Would you please copy every line from the records that contains the word "dark"?

Exercise inputs »
»»

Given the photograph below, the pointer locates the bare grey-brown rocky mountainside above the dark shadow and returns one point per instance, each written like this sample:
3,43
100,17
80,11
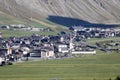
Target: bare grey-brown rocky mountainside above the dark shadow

««

Written reply »
Given the photograph below, the pointer locates the bare grey-brown rocky mountainside above the dark shadow and returns one point per instance, each written like this sample:
Target: bare grey-brown rocky mountainside above the dark shadow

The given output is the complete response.